--- Start ---
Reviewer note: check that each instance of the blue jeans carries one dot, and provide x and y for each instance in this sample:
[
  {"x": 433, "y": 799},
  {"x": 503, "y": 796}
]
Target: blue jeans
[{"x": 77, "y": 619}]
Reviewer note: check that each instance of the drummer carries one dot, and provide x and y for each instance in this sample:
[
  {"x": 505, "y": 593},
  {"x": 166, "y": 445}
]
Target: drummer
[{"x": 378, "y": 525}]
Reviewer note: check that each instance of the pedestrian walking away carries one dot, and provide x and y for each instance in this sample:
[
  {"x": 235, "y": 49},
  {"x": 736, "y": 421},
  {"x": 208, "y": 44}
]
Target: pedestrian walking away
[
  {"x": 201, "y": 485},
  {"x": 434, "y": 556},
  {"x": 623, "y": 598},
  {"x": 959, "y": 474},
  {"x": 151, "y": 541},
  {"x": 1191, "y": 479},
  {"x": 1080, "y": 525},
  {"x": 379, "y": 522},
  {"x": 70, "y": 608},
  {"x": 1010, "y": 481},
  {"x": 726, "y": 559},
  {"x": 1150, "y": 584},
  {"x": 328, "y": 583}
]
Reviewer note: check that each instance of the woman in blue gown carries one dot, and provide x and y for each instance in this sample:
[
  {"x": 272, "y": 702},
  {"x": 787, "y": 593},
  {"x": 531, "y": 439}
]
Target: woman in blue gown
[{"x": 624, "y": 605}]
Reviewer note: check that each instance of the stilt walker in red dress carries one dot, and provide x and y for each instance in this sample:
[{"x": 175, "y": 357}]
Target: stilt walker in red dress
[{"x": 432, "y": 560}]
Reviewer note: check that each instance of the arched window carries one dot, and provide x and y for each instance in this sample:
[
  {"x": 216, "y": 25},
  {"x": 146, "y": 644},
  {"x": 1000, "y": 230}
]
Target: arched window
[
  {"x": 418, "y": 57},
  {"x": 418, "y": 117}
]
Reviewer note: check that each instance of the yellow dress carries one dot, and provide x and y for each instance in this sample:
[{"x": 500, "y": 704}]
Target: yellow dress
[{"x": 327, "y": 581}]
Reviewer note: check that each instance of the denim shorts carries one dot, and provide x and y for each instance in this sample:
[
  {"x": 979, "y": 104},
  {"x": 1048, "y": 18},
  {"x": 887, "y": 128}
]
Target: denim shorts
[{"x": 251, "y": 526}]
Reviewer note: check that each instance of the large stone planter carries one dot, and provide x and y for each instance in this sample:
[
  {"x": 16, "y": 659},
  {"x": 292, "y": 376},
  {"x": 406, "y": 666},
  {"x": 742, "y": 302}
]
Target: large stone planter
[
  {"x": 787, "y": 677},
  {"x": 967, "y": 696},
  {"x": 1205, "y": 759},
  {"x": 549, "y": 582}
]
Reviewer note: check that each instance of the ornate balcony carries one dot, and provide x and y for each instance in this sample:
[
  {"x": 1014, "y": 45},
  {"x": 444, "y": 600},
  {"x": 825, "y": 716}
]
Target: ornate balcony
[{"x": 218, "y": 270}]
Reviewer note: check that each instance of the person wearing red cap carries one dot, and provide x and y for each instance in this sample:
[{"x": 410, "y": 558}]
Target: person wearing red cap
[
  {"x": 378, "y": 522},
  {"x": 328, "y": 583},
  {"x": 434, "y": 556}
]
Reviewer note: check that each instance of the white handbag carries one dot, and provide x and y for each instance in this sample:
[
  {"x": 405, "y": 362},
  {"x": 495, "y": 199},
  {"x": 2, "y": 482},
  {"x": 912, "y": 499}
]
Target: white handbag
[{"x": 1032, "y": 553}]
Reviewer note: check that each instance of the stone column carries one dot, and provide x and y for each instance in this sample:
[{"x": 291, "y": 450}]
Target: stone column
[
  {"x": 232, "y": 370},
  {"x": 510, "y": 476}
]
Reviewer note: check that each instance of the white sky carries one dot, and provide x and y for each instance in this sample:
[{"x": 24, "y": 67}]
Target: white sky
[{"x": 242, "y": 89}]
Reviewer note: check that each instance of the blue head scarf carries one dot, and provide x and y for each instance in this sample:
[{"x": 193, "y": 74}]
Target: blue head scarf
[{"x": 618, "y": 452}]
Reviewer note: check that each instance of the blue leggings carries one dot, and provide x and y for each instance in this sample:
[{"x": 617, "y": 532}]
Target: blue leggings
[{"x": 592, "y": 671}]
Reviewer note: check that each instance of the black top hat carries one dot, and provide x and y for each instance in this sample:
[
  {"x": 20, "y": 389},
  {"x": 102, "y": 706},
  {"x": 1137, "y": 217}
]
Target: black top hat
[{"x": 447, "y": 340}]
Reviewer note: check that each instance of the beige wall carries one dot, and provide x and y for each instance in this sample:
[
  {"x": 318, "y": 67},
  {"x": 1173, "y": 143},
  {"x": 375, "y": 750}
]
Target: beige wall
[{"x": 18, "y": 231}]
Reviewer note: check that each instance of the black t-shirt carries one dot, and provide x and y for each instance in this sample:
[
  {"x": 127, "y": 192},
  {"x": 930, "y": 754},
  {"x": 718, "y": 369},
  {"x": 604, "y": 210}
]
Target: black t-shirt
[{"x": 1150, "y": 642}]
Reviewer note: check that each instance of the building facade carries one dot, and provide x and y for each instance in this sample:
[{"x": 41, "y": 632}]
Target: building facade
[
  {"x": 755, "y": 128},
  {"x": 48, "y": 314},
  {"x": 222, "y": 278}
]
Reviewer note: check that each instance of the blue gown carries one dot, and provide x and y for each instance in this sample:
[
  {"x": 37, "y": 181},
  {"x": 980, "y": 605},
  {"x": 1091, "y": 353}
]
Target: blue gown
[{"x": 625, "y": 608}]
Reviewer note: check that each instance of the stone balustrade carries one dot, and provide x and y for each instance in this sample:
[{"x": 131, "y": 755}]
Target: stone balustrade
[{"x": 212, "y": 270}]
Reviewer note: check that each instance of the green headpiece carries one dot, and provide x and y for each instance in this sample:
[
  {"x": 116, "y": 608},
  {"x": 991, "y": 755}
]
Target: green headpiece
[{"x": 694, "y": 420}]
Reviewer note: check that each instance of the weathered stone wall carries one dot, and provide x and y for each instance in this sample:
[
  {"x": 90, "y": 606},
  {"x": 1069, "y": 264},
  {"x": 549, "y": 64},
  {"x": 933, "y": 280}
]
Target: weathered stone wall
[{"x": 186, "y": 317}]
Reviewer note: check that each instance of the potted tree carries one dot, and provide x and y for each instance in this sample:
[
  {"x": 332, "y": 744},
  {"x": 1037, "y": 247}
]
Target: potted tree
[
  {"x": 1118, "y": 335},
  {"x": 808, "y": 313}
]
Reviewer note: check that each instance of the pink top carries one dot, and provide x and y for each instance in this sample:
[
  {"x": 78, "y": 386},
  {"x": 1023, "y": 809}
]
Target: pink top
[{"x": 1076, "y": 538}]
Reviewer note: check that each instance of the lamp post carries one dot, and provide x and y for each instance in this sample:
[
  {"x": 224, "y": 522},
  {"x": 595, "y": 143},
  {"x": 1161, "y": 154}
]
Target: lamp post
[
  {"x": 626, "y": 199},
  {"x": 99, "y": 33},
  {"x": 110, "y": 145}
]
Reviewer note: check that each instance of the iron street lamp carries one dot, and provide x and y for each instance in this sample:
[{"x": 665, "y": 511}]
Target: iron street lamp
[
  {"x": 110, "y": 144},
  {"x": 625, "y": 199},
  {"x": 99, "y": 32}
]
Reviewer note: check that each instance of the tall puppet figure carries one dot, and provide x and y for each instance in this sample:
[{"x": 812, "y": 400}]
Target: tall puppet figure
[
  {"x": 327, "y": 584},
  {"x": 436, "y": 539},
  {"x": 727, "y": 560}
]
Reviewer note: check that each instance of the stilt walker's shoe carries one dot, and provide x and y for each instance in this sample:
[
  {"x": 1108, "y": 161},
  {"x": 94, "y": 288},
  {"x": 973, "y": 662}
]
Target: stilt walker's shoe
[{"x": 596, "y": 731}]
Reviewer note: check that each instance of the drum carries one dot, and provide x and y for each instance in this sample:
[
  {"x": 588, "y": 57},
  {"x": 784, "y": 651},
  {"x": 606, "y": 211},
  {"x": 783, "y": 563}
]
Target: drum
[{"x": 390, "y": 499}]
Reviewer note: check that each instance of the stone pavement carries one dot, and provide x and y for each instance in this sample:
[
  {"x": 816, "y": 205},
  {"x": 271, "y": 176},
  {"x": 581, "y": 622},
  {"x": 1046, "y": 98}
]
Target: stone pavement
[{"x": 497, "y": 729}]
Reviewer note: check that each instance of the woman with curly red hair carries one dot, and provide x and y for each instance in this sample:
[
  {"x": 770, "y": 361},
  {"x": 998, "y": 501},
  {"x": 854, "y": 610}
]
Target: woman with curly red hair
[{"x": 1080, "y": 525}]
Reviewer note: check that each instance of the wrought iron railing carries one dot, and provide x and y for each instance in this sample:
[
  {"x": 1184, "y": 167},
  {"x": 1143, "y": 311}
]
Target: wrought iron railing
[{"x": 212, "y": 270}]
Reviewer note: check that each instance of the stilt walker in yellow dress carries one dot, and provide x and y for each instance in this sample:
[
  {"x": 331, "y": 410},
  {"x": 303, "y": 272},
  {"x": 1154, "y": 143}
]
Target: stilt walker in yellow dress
--- End ---
Return precisely the lines of the records, starting with the line that holds "Reviewer note: check that each instance of the woman with" and ending with the last one.

Reviewer note: check that each instance of the woman with curly red hair carries one dot, and provide x and y for each instance in this sample:
[
  {"x": 770, "y": 361},
  {"x": 998, "y": 501},
  {"x": 854, "y": 610}
]
Target: woman with curly red hair
[{"x": 1080, "y": 525}]
Reviewer note: check that each instance of the wrought iron railing carries one dot, and provide x and y for each instance in this sample:
[
  {"x": 1184, "y": 167},
  {"x": 1143, "y": 311}
]
Target: wrought iron railing
[{"x": 212, "y": 270}]
Reviewer note: check that each instance of the stilt walker in yellow dress carries one dot, and provide x and y for each instance in this sample:
[
  {"x": 331, "y": 410},
  {"x": 303, "y": 272},
  {"x": 1154, "y": 143}
]
Target: stilt walker in yellow dress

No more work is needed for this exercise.